#### [Work required]
Please print the whole of the listing that follows exactly.

※ ※ ※

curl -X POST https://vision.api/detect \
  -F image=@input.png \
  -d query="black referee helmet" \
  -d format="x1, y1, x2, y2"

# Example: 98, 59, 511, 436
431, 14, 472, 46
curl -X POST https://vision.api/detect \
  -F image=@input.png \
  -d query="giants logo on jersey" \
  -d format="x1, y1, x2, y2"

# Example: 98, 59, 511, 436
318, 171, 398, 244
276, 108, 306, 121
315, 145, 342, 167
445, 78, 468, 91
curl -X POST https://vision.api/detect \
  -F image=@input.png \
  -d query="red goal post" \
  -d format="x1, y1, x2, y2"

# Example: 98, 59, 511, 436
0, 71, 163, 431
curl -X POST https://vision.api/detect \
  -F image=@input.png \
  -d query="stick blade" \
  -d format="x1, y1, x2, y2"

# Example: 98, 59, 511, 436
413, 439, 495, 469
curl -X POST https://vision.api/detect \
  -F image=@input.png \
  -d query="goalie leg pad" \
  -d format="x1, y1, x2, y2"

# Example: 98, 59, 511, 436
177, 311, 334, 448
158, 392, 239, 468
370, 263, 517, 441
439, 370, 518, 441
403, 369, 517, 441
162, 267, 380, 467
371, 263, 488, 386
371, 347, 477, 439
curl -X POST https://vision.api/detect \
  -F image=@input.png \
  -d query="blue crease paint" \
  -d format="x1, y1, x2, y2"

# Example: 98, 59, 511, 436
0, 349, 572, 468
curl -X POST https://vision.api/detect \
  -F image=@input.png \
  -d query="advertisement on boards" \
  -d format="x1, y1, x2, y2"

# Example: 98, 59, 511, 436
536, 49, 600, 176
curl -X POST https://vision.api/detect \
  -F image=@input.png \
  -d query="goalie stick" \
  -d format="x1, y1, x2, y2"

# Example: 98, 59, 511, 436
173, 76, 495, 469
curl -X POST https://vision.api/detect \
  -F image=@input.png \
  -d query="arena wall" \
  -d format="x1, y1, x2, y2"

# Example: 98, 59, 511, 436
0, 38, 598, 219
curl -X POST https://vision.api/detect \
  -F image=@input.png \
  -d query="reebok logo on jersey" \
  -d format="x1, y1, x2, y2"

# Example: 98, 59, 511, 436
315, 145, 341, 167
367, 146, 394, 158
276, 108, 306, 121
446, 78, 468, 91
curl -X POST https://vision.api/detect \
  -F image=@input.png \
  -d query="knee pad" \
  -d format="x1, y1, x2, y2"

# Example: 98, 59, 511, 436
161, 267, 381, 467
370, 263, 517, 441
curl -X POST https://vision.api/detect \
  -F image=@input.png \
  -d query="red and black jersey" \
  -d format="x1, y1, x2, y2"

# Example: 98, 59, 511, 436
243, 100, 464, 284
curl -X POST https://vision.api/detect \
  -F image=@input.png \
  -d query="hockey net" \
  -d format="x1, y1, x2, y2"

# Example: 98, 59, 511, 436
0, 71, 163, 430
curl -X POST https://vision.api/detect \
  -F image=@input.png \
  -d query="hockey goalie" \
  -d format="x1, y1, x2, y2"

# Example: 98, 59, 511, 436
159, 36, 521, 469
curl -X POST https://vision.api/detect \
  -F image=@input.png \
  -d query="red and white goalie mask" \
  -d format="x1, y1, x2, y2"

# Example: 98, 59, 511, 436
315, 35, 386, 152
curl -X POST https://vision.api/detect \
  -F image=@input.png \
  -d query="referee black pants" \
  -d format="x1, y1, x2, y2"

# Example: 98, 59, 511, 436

※ ※ ※

#### [Solution to this problem]
curl -X POST https://vision.api/detect \
  -F image=@input.png \
  -d query="black referee helmet" \
  -d format="x1, y1, x2, y2"

# Example: 98, 59, 511, 436
431, 14, 472, 46
curl -X POST https://vision.api/detect \
  -F image=@input.png \
  -d query="giants logo on jersey" \
  -d format="x1, y1, x2, y2"

# Example: 98, 59, 511, 436
318, 171, 398, 244
276, 108, 306, 121
315, 145, 342, 167
445, 78, 468, 91
curl -X POST https://vision.api/detect \
  -F image=@input.png \
  -d query="red goal post" \
  -d format="x1, y1, x2, y2"

# Example: 98, 59, 511, 436
0, 71, 163, 431
curl -X POST https://vision.api/detect \
  -F image=@input.png \
  -d query="stick blade" \
  -d format="x1, y1, x2, y2"

# Example: 98, 59, 511, 436
413, 439, 495, 469
curl -X POST https://vision.api/detect \
  -F image=@input.png \
  -d query="goalie leg pad" \
  -d format="x1, y1, x2, y2"

# Example: 98, 59, 511, 436
177, 311, 334, 448
158, 392, 239, 468
370, 263, 517, 441
439, 370, 518, 441
403, 369, 517, 441
162, 267, 380, 467
371, 263, 488, 386
371, 347, 477, 439
curl -X POST https://vision.api/detect \
  -F image=@input.png \
  -d query="blue crease paint" \
  -d format="x1, y1, x2, y2"

# Example: 98, 59, 511, 436
0, 349, 572, 468
curl -X POST https://vision.api/detect \
  -F image=@input.png \
  -d query="advertisement on boards" \
  -d format="x1, y1, x2, y2"

# Example: 98, 59, 511, 436
536, 49, 600, 176
curl -X POST https://vision.api/detect \
  -F image=@input.png \
  -d query="goalie stick" \
  -d format="x1, y1, x2, y2"

# Example: 98, 59, 511, 436
173, 76, 495, 469
curl -X POST https://vision.api/detect \
  -F image=@input.png \
  -d query="arena wall" \
  -d format="x1, y1, x2, y2"

# Example: 98, 59, 511, 436
0, 38, 598, 219
curl -X POST https://vision.api/detect \
  -F image=@input.png \
  -d query="reebok logo on jersey" \
  -d format="x1, y1, x2, y2"

# Example: 98, 59, 511, 436
315, 145, 341, 167
367, 146, 394, 158
276, 108, 306, 121
446, 78, 468, 91
curl -X POST https://vision.api/detect \
  -F image=@input.png \
  -d query="knee pad" \
  -d format="x1, y1, x2, y2"

# Example: 98, 59, 511, 436
161, 267, 381, 467
370, 263, 517, 441
curl -X POST https://vision.api/detect \
  -F image=@input.png \
  -d query="red and black jersey" \
  -d format="x1, y1, x2, y2"

# Example: 98, 59, 511, 436
243, 100, 464, 284
curl -X POST https://vision.api/detect \
  -F image=@input.png \
  -d query="hockey net" \
  -d format="x1, y1, x2, y2"

# Example: 98, 59, 511, 436
0, 71, 163, 430
curl -X POST https://vision.api/detect \
  -F image=@input.png \
  -d query="hockey goalie" \
  -d format="x1, y1, x2, y2"

# Example: 98, 59, 511, 436
159, 36, 521, 469
curl -X POST https://vision.api/detect \
  -F image=@input.png \
  -d query="red and white goalie mask" \
  -d format="x1, y1, x2, y2"

# Example: 98, 59, 511, 436
315, 35, 386, 152
curl -X POST https://vision.api/detect \
  -F image=@input.png \
  -d query="referee black pants" \
  -d format="x1, y1, x2, y2"

# Example: 98, 59, 511, 436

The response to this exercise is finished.